» **REQUIRED WORK**:
Your task is to copy the listing exactly. Drop any pictures from the copy.

» **Data extracted from a collection**:
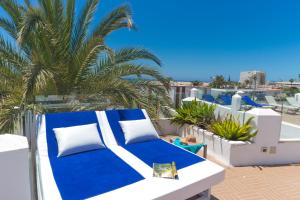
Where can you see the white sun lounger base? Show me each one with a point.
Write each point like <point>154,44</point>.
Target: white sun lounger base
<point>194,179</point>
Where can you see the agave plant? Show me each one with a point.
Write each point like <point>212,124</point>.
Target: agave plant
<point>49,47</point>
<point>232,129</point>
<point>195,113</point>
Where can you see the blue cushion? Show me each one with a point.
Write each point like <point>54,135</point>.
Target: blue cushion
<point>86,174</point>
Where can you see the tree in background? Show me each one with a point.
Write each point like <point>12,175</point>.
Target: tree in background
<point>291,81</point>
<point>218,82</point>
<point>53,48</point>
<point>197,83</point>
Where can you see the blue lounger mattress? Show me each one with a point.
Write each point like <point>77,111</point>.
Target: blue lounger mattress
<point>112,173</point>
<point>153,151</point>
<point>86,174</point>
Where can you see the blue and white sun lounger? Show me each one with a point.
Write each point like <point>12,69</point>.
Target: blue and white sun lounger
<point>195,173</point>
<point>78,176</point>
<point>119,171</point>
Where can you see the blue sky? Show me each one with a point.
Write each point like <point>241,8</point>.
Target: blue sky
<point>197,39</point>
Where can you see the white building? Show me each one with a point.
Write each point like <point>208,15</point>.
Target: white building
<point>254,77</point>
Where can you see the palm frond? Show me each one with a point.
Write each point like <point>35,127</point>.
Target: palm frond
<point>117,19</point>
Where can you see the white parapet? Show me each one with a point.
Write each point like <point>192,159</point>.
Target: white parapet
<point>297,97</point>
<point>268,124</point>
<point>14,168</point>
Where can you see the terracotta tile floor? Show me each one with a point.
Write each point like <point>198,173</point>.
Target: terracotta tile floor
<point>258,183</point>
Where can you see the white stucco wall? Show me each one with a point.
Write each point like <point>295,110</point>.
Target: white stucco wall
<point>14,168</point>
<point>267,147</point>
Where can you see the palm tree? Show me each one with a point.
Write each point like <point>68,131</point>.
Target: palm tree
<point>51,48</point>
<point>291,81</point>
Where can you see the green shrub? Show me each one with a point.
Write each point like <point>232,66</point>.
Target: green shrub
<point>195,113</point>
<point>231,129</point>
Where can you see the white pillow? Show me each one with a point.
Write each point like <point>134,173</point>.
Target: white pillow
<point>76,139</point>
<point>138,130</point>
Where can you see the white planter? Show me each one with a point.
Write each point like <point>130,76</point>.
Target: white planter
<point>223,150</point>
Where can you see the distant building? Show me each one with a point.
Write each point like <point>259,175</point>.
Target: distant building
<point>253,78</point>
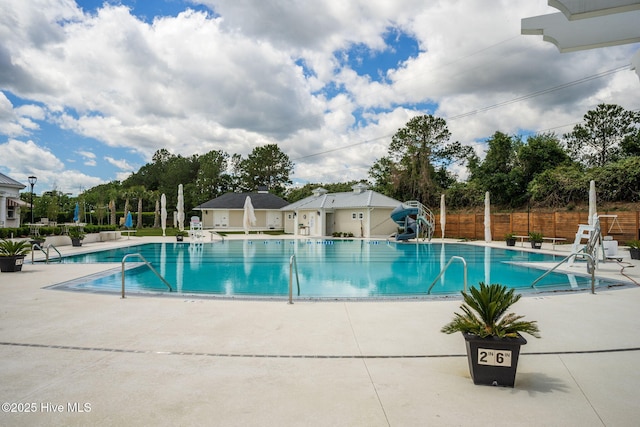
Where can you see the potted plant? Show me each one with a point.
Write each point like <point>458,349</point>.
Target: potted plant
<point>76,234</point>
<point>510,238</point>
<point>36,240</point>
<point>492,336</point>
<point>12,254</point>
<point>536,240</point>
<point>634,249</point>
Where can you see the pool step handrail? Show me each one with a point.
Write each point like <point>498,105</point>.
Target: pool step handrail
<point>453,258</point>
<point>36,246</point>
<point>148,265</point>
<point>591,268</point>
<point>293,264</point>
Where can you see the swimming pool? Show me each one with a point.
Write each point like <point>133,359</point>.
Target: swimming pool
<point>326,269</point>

» **FINISHED ANSWER**:
Where can you see the white sun lounger base? Show me each one with a point.
Write each point like <point>154,44</point>.
Target: white sun lounger base
<point>194,179</point>
Where can you see the agave plant? Show me each one with a point.
Write each point like <point>212,124</point>.
Target: agave plant
<point>49,47</point>
<point>232,129</point>
<point>195,113</point>
Where can you see the blue cushion? Show me each one with a point.
Write each point like <point>54,135</point>.
Target: blue cushion
<point>86,174</point>
Where can you see the tree in background? Show me each one with a point.
Write each point like <point>12,175</point>.
Target: tree in background
<point>291,81</point>
<point>218,82</point>
<point>53,48</point>
<point>197,83</point>
Where can you see the blue lounger mattress? Show me each one with a point.
Write each point like <point>77,111</point>.
Target: blue lounger mattress
<point>112,173</point>
<point>153,151</point>
<point>86,174</point>
Where can you see the blue and white sun lounger? Show me each one with a point.
Write each point like <point>12,69</point>.
Target: blue and white sun lounger
<point>195,173</point>
<point>78,176</point>
<point>119,171</point>
Where can you see the blue sky? Show me each one with a point.
Write each point like <point>241,8</point>.
Target: blue sky
<point>197,39</point>
Where can you see the white building? Show me each one with a point.
Write each point like <point>208,15</point>.
Target: white building
<point>254,77</point>
Where can you see the palm frond? Show me each one with a point.
Write each point like <point>35,127</point>.
Target: palm frond
<point>117,19</point>
Where can you see the white parapet? Show me each one with a point.
Write each point like <point>192,159</point>.
Target: white parapet
<point>297,97</point>
<point>268,124</point>
<point>14,168</point>
Where can you see the terracotta tile floor? Show me each one with a point.
Write each point like <point>198,173</point>.
Target: terracotta tile floor
<point>258,183</point>
Where can you see the white stucco wall? Show me each one with a point.
Write each point like <point>295,110</point>.
Target: white stucco wall
<point>14,168</point>
<point>267,147</point>
Where can you see the palm tree? Show me each one with a point.
Write each point like <point>68,131</point>.
Target: palm tree
<point>51,48</point>
<point>291,81</point>
Where can you see the green shrub? Show me each one with a point.
Write each point like <point>232,66</point>.
Target: green shrub
<point>195,113</point>
<point>231,129</point>
Where can you see the white pillow? Show me each one with a point.
Write each point like <point>134,173</point>.
Target: white pillow
<point>76,139</point>
<point>138,130</point>
Where can you see the white planter? Show me each one with a point.
Write each point like <point>130,76</point>.
Target: white planter
<point>223,150</point>
Where can you see the distant building? Show me each one with a point.
Write each point like <point>259,175</point>.
Target: distant building
<point>253,78</point>
Where can you see the potted plant? Show me each one with a point.
Write each point like <point>458,349</point>.
Target: potted plant
<point>76,234</point>
<point>510,238</point>
<point>36,240</point>
<point>492,336</point>
<point>12,254</point>
<point>536,240</point>
<point>634,249</point>
Where can you see the pool step handrail? Show me each one with a point.
Write each point like <point>498,105</point>.
Target: pool step handrail
<point>453,258</point>
<point>36,246</point>
<point>148,265</point>
<point>591,268</point>
<point>293,264</point>
Where can you see the swimming pool? Show me each one with a point.
Write each point like <point>133,359</point>.
Target: swimming pool
<point>326,269</point>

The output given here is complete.